Problem to solve: Copy every one of the rows below word for word, leaving out the pictures.

Input material:
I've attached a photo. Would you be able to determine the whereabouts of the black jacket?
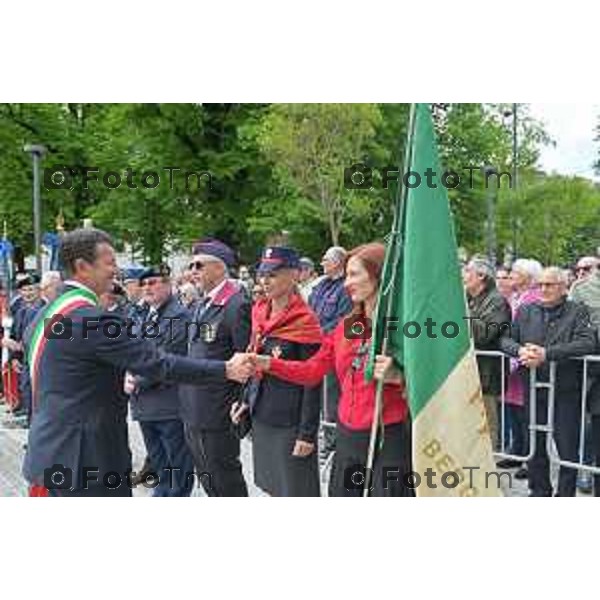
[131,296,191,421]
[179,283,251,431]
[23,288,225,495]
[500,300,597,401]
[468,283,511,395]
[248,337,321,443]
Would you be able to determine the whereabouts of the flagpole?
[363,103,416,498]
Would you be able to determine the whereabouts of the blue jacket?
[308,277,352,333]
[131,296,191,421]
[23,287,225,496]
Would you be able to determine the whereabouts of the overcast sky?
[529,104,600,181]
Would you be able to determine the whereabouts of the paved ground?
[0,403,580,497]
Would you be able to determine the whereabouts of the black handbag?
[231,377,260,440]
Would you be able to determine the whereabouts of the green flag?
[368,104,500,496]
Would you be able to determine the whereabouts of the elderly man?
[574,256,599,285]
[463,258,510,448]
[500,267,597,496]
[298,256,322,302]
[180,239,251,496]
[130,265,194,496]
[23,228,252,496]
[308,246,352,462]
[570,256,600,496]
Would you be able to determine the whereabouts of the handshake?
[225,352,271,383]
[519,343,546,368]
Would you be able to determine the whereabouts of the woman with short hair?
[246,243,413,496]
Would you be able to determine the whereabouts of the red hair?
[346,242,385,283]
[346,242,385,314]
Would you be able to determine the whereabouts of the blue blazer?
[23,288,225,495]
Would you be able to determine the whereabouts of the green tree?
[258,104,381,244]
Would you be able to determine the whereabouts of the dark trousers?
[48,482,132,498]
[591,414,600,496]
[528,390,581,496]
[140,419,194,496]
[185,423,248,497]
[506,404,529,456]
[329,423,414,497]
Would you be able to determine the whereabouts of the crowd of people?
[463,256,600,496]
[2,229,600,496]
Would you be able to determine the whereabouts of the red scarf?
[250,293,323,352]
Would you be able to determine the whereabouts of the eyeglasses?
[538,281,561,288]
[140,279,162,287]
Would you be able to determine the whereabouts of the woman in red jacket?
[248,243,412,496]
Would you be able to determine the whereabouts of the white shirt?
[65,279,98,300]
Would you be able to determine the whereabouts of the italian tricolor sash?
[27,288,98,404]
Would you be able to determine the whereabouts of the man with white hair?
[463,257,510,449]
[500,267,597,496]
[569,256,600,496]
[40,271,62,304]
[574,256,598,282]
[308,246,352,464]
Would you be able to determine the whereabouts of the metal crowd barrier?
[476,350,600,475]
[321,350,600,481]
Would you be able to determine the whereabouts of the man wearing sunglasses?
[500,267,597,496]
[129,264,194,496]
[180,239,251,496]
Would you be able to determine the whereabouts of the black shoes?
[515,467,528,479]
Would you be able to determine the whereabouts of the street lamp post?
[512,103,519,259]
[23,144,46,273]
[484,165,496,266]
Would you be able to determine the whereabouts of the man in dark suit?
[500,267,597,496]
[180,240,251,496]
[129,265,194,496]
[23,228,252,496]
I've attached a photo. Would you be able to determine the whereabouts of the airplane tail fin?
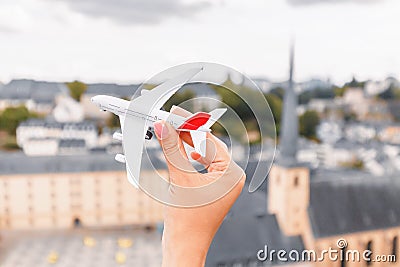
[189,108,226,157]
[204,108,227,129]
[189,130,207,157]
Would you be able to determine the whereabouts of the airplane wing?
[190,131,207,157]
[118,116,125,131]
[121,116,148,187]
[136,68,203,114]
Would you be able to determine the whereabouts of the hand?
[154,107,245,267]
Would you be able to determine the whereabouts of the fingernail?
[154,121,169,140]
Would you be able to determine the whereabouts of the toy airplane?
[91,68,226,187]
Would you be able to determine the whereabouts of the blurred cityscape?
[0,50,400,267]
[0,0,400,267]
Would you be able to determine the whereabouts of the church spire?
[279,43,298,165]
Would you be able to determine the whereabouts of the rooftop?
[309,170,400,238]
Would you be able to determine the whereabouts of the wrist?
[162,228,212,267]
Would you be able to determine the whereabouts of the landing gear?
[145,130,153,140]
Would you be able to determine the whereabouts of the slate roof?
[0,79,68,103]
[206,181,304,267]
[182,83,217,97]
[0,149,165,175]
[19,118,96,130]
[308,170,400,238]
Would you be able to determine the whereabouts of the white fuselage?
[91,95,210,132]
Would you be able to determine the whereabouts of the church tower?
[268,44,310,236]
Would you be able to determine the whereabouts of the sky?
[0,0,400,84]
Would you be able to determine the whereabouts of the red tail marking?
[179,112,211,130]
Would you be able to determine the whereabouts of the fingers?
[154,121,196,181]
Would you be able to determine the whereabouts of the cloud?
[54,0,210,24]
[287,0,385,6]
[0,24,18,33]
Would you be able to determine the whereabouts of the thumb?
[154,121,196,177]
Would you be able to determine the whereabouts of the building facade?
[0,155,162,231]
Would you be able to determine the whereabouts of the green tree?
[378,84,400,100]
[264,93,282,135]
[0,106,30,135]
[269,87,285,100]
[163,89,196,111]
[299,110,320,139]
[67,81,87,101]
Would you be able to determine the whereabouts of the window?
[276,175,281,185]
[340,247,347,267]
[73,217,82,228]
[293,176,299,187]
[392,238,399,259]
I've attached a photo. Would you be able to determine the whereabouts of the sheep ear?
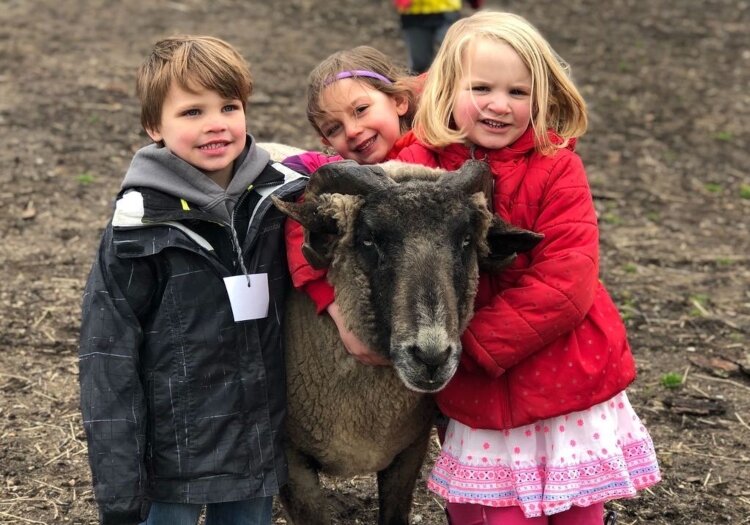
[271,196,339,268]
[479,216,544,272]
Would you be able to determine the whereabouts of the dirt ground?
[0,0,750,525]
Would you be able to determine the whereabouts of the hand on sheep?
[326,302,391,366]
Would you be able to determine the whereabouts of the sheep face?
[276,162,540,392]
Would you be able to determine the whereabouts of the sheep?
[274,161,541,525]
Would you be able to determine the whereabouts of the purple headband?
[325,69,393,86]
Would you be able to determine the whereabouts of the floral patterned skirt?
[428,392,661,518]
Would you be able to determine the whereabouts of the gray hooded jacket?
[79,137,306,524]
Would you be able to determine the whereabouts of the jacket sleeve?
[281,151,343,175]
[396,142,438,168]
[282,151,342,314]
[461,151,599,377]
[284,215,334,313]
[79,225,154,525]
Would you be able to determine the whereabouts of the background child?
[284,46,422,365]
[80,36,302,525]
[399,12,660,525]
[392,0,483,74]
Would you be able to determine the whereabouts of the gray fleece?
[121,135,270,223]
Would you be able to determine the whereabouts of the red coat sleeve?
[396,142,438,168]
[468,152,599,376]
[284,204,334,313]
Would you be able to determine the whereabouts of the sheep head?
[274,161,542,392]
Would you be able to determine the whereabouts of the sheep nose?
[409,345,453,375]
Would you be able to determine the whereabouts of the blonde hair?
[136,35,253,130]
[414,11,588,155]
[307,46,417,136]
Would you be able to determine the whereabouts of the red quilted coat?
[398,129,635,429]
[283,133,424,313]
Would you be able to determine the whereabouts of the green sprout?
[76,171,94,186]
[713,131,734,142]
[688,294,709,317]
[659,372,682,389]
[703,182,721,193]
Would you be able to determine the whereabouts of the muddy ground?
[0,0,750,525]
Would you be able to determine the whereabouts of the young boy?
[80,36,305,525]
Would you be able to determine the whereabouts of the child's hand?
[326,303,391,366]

Output:
I've attached a photo. Would you be able to determine the whereabouts of the black jacket?
[131,296,191,421]
[179,283,251,431]
[23,288,225,495]
[500,300,597,401]
[468,283,511,395]
[248,337,321,443]
Would you be able to determine the whereabouts of the flagpole?
[363,103,416,498]
Would you be able to determine the whereabouts of the blue jacket?
[308,277,352,333]
[131,296,191,421]
[23,287,225,496]
Would you be able to determine the whereabouts of the overcast sky?
[529,104,600,181]
Would you be able to determine the whereabouts of the paved ground?
[0,403,580,497]
Would you be able to determine the whereabouts of the black handbag?
[231,377,260,440]
Would you be able to determine the whereabouts of the green flag?
[368,104,500,496]
Would you be able to determine the whereabouts of the elderly man?
[574,256,599,285]
[463,258,510,448]
[500,267,597,496]
[298,256,322,302]
[180,239,251,496]
[130,265,194,496]
[23,228,252,496]
[308,246,352,462]
[570,256,600,496]
Would you be able to determine the whereabouts of the handshake?
[225,352,271,383]
[519,343,546,368]
Would you be able to determine the whereabouts of the woman with short hair?
[246,243,413,496]
Would you be able to determine the whereabouts of the red hair?
[346,242,385,283]
[346,242,385,314]
Would you be able to determine the whereabouts of the blue blazer?
[23,288,225,495]
Would you be able to determine the whereabouts of the green tree?
[258,104,381,244]
Would you be able to determine the whereabouts of the dark trousers?
[48,482,132,498]
[591,414,600,496]
[528,390,581,496]
[140,419,194,496]
[185,423,248,497]
[506,404,529,456]
[329,423,414,497]
Would you be able to determine the whereabouts of the crowd of people?
[463,256,600,496]
[2,229,600,496]
Would you be able to determine the whereabouts of the red scarf?
[250,293,323,352]
Would you be able to determine the whereabouts of the eyeglasses?
[538,281,561,288]
[140,279,162,287]
Would you be able to determine the whereabouts of the woman in red jacket?
[248,243,412,496]
Would you be able to determine the whereabouts of the white shirt?
[65,279,98,300]
Would you be able to determine the whereabouts of the italian tricolor sash?
[27,288,98,404]
Would you be able to determine the whereabouts of the man with white hair?
[463,257,510,449]
[500,267,597,496]
[569,256,600,496]
[40,271,62,304]
[574,256,598,282]
[308,246,352,464]
Would you be able to determine the whereabouts of the metal crowd barrier?
[476,350,600,475]
[321,350,600,481]
Would you be able to determine the whereabouts of the man wearing sunglasses?
[500,267,597,496]
[129,264,194,496]
[180,239,251,496]
Would you be able to determine the whereabouts of the black shoes?
[515,467,528,479]
Would you be able to determine the whereabouts of the street lamp post?
[512,103,519,259]
[23,144,46,273]
[484,165,496,266]
Would you be able to determine the whereabouts of the man in dark suit?
[500,267,597,496]
[180,240,251,496]
[129,265,194,496]
[23,228,252,496]
I've attached a photo. Would you be able to determine the whereabouts of the airplane tail fin?
[189,108,226,157]
[204,108,227,129]
[189,130,207,157]
Would you be able to determine the whereabouts of the airplane wing?
[190,131,207,157]
[118,116,125,131]
[121,116,148,187]
[136,68,203,114]
Would you be able to determine the whereabouts of the hand?
[154,107,245,267]
Would you be able to determine the whereabouts of the fingernail?
[154,121,169,140]
Would you be able to determine the whereabouts of the toy airplane?
[91,68,226,187]
Would you be able to determine the whereabouts of the blurred cityscape?
[0,50,400,267]
[0,0,400,267]
Would you be able to determine the whereabouts of the church spire?
[279,43,298,165]
Would you be able to determine the whereabouts of the rooftop?
[309,170,400,238]
Would you be able to determine the whereabouts of the wrist?
[162,228,212,267]
Would you be able to determine the whereabouts of the landing gear?
[145,130,153,140]
Would you be able to determine the whereabouts of the slate roof?
[0,79,68,103]
[206,181,304,267]
[182,83,217,97]
[0,149,165,175]
[19,118,96,130]
[308,170,400,238]
Would you be able to determine the whereabouts of the white fuselage?
[91,95,210,132]
Would you be able to determine the whereabouts of the church tower?
[268,44,310,236]
Would you be able to determine the whereabouts of the sky?
[0,0,400,84]
Would you be able to determine the whereabouts of the red tail marking?
[179,112,211,130]
Would you be able to determine the whereabouts of the fingers?
[154,121,196,181]
Would you be able to determine the whereabouts of the cloud?
[54,0,210,24]
[287,0,385,6]
[0,24,18,33]
Would you be able to determine the whereabouts of the thumb?
[154,121,196,177]
Would you be able to determine the whereabouts of the building facade?
[0,155,162,231]
Would you be able to determine the whereabouts of the green tree?
[378,84,400,100]
[264,93,282,135]
[0,106,30,135]
[269,87,285,100]
[163,89,196,111]
[299,110,320,139]
[67,81,87,101]
Would you be able to determine the whereabouts of the window?
[276,175,281,185]
[340,247,347,267]
[73,217,82,228]
[293,176,299,187]
[392,238,399,259]
I've attached a photo. Would you be able to determine the whereabouts of the sheep ear?
[271,196,339,268]
[479,216,544,272]
Would you be able to determine the whereabouts of the dirt ground?
[0,0,750,525]
Would you be able to determine the whereabouts of the hand on sheep?
[326,302,391,366]
Would you be able to determine the whereabouts of the sheep face?
[276,162,540,392]
Would you be able to determine the whereabouts of the sheep?
[274,161,541,525]
Would you be able to determine the whereabouts of the purple headband?
[325,69,393,86]
Would you be able to determine the whereabouts of the floral patterned skirt?
[428,392,661,518]
Would you be able to determine the whereabouts of the gray hooded jacket?
[79,137,306,524]
Would you be able to determine the whereabouts of the jacket sleeve?
[281,151,343,175]
[396,142,438,168]
[282,151,342,314]
[461,151,599,377]
[284,215,334,313]
[79,225,154,525]
Would you be able to determine the whereabouts of the background child?
[284,46,422,365]
[80,36,302,525]
[399,12,660,525]
[392,0,483,74]
Would you be able to determine the whereabouts of the gray fleece?
[121,135,270,223]
Would you be able to determine the whereabouts of the red coat sleeve?
[396,142,438,168]
[468,152,599,376]
[284,204,334,313]
Would you be able to determine the whereabouts of the sheep head?
[274,161,542,392]
Would you be able to determine the whereabouts of the sheep nose?
[409,345,453,375]
Would you be able to determine the whereabouts of the blonde hair?
[136,35,253,130]
[414,11,588,155]
[307,46,417,136]
Would you be able to determine the whereabouts of the red quilted coat?
[398,129,635,429]
[283,133,424,313]
Would you be able to determine the whereabouts of the green sprout?
[76,171,94,186]
[713,131,734,142]
[688,294,709,317]
[659,372,682,389]
[703,182,721,193]
Would you be able to determine the whereabouts of the muddy ground?
[0,0,750,525]
Would you be able to determine the whereabouts of the young boy?
[80,36,305,525]
Would you be able to determine the whereabouts of the child's hand?
[326,303,391,366]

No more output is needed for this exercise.